▶ **Work task**: Using the figure captions below, list every pairing of input library and target from the four experiments shown in Fig. 3.

▶ **Provided passage**:

......

Hierarchy between libraries. Frequencies of the different libraries, mixed together, in two successive rounds of selection against the DNA target (here, we represent frequencies and not selectivities, because the selectivity of a population of diverse sequences is ill-defined: it varies from round to round as the composition of the population varies). Black bars report selection of all 24 libraries, and white bars show selection of a subset of 21 libraries, excluding 3 libraries above the red dotted line. The labels HL, HM, etc. refer to the different frameworks (SI Appendix, Fig. S17). (Right) At the second round, the population is enriched in sequences from one particular library, the HG library, in contrast to what is observed (Left) at the first round. The subset of 21 libraries excludes the library dominating the mixture of all 24 libraries, which leads another library, the CH1 library, to dominate. Within the two libraries, several different CDR3s are selected (Fig. 3 B and D). Enrichment from the other libraries can also be observed when they are screened in isolation (SI Appendix).

Fig. 3.

Scaling relations within libraries. The selectivities $s_i$ of the sequences are represented vs. their ranks $r_i$ for four experiments differing by the input library and the choice of the target against which it is selected. (A) S1 library against the PVP target. (B) HG library against the DNA target. (C) F3 library against the PVP target. (D) CH1 library against the DNA target. In A, the distribution of the top $\sim \mathrm{1,000}$ sequences follows a power law with exponent $\kappa \simeq 0.5$. This behavior is consistent with the prediction of EVT when the shape parameter is positive: $\kappa >0$ (Fig. 4 shows the analysis that justifies this conclusion). Although not obvious from this representation, the data in B are also consistent with EVT when $\kappa >0$, whereas the data in C and D are consistent with EVT when $\kappa =0$ and $\kappa >0$, respectively. The green dotted line indicates $s_{\text{min}}^{*}$, a value of s above which the data are well-fitted by the model from EVT (Fig. 4); in B and D, the fit, thus, extends far beyond the range of selectivities that may be described by a power law (SI Appendix, Fig. S19).

Fig. 4.

Extreme value analysis by the point over threshold approach. (A) Values of the inferred parameter $\widehat{\kappa }\left(s^{*}\right)$ from selectivity $s_i>s^{*}$ as a function of the threshold $s^{*}$. The inference is made by maximum likelihood, and the error bars indicate 95% confidence intervals. (A, Inset) Similarly for $\widehat{\tau }\left(s^{*}\right)$, the second parameter of the model, which is estimated jointly to $\kappa \left(s^{*}\right)$. For sufficiently large $s^{*}$, $s^{*}>s_{\text{min}}^{*}$, $\kappa \left(s^{*}\right)$ should be constant, and $\widehat{\tau }\left(s^{*}\right)$ should increase linearly with slope $\kappa \left(s^{*}\right)$. These relations are observed here for $s_{\text{min}}^{*}\simeq 4\times {10}^{-4}$ (red dotted line) with $\kappa =0.45\pm 0.22$ and $\tau =1.6\times {10}^{-4}\pm {10}^{-5}$; $\kappa =0$ can be excluded by likelihood ratio test with a P value $<{10}^{-4}$. (B) Q-Q plot representing the data $s_i$ against predictions from the model based on the inferred value of κ only. A straight line is expected for a good fit with a slope and the y intercept given by the two other parameters τ and $s^{*}$. (B, Inset) The P-P plot comparing the empirical cumulative distributions from the data with the cumulative distribution from the inferred model, showing an excellent agreement. The data come from the selection of the S1 library against the PVP target as in Fig. 3A (SI Appendix, Figs. S8–S10 shows similar analyses of the data shown in Fig. 3 B–D).

......

▶ **Extracted material**:
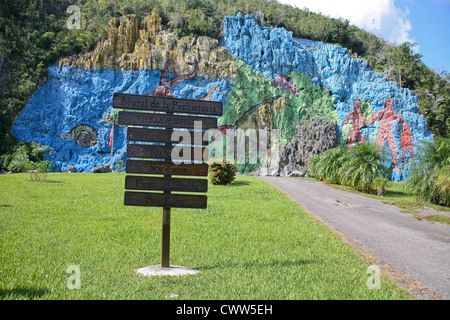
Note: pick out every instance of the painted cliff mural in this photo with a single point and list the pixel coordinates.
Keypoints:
(264, 77)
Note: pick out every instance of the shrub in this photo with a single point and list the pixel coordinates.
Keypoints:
(429, 179)
(325, 166)
(24, 152)
(39, 170)
(359, 167)
(364, 170)
(222, 172)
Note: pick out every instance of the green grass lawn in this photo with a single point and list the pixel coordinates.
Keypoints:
(252, 242)
(397, 196)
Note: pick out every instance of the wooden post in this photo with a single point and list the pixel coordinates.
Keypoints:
(165, 241)
(165, 237)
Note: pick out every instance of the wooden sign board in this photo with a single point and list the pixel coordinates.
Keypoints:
(164, 136)
(166, 168)
(165, 200)
(165, 184)
(162, 152)
(159, 112)
(166, 104)
(164, 120)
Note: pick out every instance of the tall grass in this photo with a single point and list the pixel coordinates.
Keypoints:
(359, 167)
(430, 175)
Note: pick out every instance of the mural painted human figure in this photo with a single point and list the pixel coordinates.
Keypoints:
(358, 120)
(164, 89)
(405, 142)
(387, 117)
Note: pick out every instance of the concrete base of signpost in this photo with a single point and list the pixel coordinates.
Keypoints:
(174, 271)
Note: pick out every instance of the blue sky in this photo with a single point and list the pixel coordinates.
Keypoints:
(426, 22)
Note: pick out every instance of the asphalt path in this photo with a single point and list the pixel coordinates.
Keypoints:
(414, 252)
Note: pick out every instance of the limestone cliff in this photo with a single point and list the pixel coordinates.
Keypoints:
(134, 44)
(265, 78)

......

▶ **Output for this exercise**:
S1 library against the PVP target
HG library against the DNA target
F3 library against the PVP target
CH1 library against the DNA target